PASSAGE SHOWN =>
+===+

Industrial Strategy and Value Creation at Philips.
Client
Philips

Overview
Royal Philips is a global leader in health technology, headquartered in the Netherlands. With a legacy of innovation, Philips is dedicated to improving people’s health and well-being through meaningful innovation in healthcare, personal health, and connected care solutions. The company focuses on delivering integrated products and services that advance patient outcomes, enhance experiences, and improve operational efficiency. By leveraging technology and deep clinical expertise, Philips empowers healthcare providers and individuals to achieve better health outcomes and a more sustainable future.
The Challenge
Philips faced mounting pressure to improve the efficiency and performance of its global manufacturing footprint, which included over 50 facilities and €4.5 billion in annual spend. In response to shifting market conditions and strategic realignment goals, the company needed to identify underperforming assets, unlock trapped value, and optimise its industrial base. The challenge was compounded by legacy operations with high OpEx, redundant site capabilities, and limited scalability in key regions. Philips required expert support to assess closure, outsourcing, and divestment options, while also evaluating opportunities for strategic reinvestment and industrial partnerships—all without disrupting core operations.
Partner Approach
To help Philips optimise its global industrial footprint and unlock trapped value across its manufacturing operations, a structured, data-driven approach was applied. The strategy focused on three core pillars: comprehensive diagnostics, asset monetisation, and strategic partnership development.

+===+

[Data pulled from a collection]
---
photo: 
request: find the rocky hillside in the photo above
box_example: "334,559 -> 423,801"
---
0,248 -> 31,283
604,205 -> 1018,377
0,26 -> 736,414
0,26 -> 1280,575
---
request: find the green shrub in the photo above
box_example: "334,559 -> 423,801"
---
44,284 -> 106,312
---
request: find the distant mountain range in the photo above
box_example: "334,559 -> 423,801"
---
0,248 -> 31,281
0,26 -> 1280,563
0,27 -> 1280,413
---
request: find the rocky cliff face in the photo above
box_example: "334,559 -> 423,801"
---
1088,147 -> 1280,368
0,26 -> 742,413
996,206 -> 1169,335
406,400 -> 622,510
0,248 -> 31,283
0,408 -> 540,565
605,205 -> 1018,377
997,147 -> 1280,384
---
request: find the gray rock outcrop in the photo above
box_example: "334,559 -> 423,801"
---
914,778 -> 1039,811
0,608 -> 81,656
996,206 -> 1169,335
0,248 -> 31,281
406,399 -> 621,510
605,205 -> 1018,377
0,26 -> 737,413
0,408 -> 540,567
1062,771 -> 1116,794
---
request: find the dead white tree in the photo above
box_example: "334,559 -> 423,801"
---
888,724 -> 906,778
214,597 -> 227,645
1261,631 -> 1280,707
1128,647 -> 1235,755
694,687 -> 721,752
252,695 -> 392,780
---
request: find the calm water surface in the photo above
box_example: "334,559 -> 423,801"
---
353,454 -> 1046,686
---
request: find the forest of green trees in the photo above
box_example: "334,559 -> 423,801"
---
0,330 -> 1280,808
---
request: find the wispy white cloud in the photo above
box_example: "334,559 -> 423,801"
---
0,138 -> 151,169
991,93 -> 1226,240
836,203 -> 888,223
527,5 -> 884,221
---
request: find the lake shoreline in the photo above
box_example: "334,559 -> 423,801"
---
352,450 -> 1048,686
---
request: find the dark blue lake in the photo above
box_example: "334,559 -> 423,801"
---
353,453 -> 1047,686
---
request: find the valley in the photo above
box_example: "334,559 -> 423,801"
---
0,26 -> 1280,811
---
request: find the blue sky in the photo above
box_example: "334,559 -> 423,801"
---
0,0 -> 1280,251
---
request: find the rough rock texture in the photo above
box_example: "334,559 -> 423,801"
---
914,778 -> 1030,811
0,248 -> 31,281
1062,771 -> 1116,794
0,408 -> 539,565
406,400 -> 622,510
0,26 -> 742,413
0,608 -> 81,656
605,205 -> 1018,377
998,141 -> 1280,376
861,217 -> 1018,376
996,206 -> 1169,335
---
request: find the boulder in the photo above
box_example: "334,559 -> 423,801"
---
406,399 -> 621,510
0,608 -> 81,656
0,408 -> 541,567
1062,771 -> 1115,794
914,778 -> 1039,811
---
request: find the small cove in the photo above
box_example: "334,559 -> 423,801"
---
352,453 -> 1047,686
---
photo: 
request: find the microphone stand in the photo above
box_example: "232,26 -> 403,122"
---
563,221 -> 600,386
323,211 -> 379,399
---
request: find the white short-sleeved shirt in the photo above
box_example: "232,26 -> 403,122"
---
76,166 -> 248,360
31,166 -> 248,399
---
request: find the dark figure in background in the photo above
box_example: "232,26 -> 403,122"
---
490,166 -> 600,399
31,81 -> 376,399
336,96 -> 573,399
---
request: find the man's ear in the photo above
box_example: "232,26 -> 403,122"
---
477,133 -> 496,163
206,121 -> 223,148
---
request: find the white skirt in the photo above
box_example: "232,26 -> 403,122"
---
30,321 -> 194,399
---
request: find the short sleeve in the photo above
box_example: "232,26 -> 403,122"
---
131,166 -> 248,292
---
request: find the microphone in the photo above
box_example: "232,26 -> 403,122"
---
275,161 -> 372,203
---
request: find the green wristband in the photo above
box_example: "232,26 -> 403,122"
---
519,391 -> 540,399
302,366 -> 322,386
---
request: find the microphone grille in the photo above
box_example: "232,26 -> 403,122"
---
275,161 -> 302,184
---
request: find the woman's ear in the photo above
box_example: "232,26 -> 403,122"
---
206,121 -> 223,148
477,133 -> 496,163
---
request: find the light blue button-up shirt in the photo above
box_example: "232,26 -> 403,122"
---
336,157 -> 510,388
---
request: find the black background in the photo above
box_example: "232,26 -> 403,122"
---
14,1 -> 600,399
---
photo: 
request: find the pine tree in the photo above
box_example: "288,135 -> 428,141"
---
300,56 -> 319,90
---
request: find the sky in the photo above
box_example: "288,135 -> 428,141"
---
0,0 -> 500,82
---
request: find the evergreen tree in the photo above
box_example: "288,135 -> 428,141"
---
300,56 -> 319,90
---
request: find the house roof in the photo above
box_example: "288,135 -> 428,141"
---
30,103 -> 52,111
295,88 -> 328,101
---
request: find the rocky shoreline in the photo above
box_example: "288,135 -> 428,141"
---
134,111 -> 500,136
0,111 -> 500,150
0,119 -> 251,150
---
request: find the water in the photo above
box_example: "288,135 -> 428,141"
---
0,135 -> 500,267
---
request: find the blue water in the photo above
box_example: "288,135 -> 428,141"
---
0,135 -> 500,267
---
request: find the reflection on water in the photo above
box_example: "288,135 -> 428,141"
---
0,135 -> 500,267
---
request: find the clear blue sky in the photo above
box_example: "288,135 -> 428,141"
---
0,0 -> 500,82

+===+

WHAT YOU HAVE TO DO => Repeat the part of the Philips case study that begins with the words containing "Industrial Strategy and" and ends with "more sustainable future.". These entries have no connection to the Philips case study.

ANSWER TO THIS PROBLEM =>
Industrial Strategy and Value Creation at Philips.
Client
Philips

Overview
Royal Philips is a global leader in health technology, headquartered in the Netherlands. With a legacy of innovation, Philips is dedicated to improving people’s health and well-being through meaningful innovation in healthcare, personal health, and connected care solutions. The company focuses on delivering integrated products and services that advance patient outcomes, enhance experiences, and improve operational efficiency. By leveraging technology and deep clinical expertise, Philips empowers healthcare providers and individuals to achieve better health outcomes and a more sustainable future.